■ Given instruction ■
Reproduce word for word the passage of the essay on having what you want, starting at the words "But this friend is voracious." and ending after "hour every day.".

How To Have What You Want Before You Need It

Aram Taghavi
The Startup
Published in
6 min readDec 26, 2017

You’ve been there before, something you need from someone to get what you want.

The moment you’re in that position, what you need won’t happen.

The girl who wants a mate so bad she’s oozing with insecurity.

The employee who wants his manager’s approval so he kowtows for a promotion.

The girl’s mate goes with someone else and the manager promotes another.

Who do they go with? The person who already had.

But having comes from the inside, not outside — and you have to have on the inside first, to possess on the outside second.

This is counter intuitive because people who have internally, tend to also manifest what they want externally —or are often privileged enough to come from a place of both.

Rest assured, wherever it comes from and from how far back (family and upbringing) — one comes before the other.

This is the natural law of attraction — the other girl and employee who won the man and got the promotion already had everything they needed and were worthy of receiving.

Turns out, the girl (who lost) isn’t looking for a mate, she’s looking for security. She just doesn’t know she can have it now.

Turns out the employee wasn’t looking for a promotion, but self esteem that comes from the pride of his father’s approval — it’s sad he doesn’t know that he can have that self-esteem now.

I Found Myself Enjoying Giving To a Friend of Mine

I couldn’t put my finger on it but I kept giving to a friend of mine.

Nothing material but the things this particular friend needed — contacts, advice, business support.

They’re starting a business and don’t have a lot of money. I am not lovers with this friend in case you’re wondering. This friend may appear to many to be struggling given they’re a first generation immigrant here in the US, working hard to make it.

But this friend is voracious. This friend has so much inside and you can feel it. The voracious posts of abundance on Instagram. The self care through nurturing and putting themselves first in a way that’s loving to themselves and everyone around them.

I know for a fact this friend barely scrapes by financially, but this friend is so far from what you’d consider broke or poor. In fact, this friend possesses so much more wealth than many of the millionaires I know.

Therefore this friend is worthy, and already “successful”. This friend already possesses so much and has everything they need.

I find myself naturally loving this friend. With no expectation or possession attached.

Their days are filled with health and wealth — output filled with creativity and living voraciously at 100 miles per hour every day.

This friend is going to be a billionaire though they don’t even care if they become it — which is how I know they will.

That’s how you know this friend already possesses what they need.

This friend has people giving to them without asking.

An opportunity to live in an amazing apartment presented itself and corporate sponsors line up to support this friend.

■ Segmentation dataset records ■
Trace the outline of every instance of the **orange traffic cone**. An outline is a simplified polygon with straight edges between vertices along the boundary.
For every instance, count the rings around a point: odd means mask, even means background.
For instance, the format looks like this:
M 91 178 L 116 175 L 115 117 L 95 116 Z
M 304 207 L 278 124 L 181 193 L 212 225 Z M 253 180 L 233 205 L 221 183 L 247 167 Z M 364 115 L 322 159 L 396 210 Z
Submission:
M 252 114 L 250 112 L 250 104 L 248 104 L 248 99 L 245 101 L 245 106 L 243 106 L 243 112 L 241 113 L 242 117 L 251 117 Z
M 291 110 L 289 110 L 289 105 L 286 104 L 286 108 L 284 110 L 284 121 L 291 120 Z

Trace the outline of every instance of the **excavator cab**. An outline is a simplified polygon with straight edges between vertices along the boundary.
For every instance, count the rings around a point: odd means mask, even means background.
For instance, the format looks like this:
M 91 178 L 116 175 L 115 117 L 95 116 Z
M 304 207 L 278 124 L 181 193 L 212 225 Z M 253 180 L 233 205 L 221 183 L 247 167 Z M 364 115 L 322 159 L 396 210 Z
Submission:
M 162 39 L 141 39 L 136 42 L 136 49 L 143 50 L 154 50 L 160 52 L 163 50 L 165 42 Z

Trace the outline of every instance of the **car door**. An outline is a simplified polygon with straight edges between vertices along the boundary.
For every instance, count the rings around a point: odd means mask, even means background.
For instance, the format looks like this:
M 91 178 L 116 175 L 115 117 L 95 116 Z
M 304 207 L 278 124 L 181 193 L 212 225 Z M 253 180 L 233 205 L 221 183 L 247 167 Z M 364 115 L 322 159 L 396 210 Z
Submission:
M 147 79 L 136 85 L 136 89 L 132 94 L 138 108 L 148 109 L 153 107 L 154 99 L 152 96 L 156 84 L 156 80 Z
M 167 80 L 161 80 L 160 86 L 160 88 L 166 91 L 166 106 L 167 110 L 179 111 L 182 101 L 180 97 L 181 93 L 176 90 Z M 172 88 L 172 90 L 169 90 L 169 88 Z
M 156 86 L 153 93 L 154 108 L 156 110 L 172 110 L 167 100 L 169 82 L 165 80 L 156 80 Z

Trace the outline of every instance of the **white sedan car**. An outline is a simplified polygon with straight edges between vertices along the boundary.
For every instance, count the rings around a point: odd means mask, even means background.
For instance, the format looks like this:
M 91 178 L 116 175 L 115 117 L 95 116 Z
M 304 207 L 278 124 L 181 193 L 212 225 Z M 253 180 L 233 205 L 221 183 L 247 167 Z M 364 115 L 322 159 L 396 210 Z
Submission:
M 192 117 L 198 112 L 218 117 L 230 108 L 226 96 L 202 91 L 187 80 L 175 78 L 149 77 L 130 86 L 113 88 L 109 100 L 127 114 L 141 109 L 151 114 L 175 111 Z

■ The reply ■
But this friend is voracious. This friend has so much inside and you can feel it. The voracious posts of abundance on Instagram. The self care through nurturing and putting themselves first in a way that’s loving to themselves and everyone around them.

I know for a fact this friend barely scrapes by financially, but this friend is so far from what you’d consider broke or poor. In fact, this friend possesses so much more wealth than many of the millionaires I know.

Therefore this friend is worthy, and already “successful”. This friend already possesses so much and has everything they need.

I find myself naturally loving this friend. With no expectation or possession attached.

Their days are filled with health and wealth — output filled with creativity and living voraciously at 100 miles per hour every day.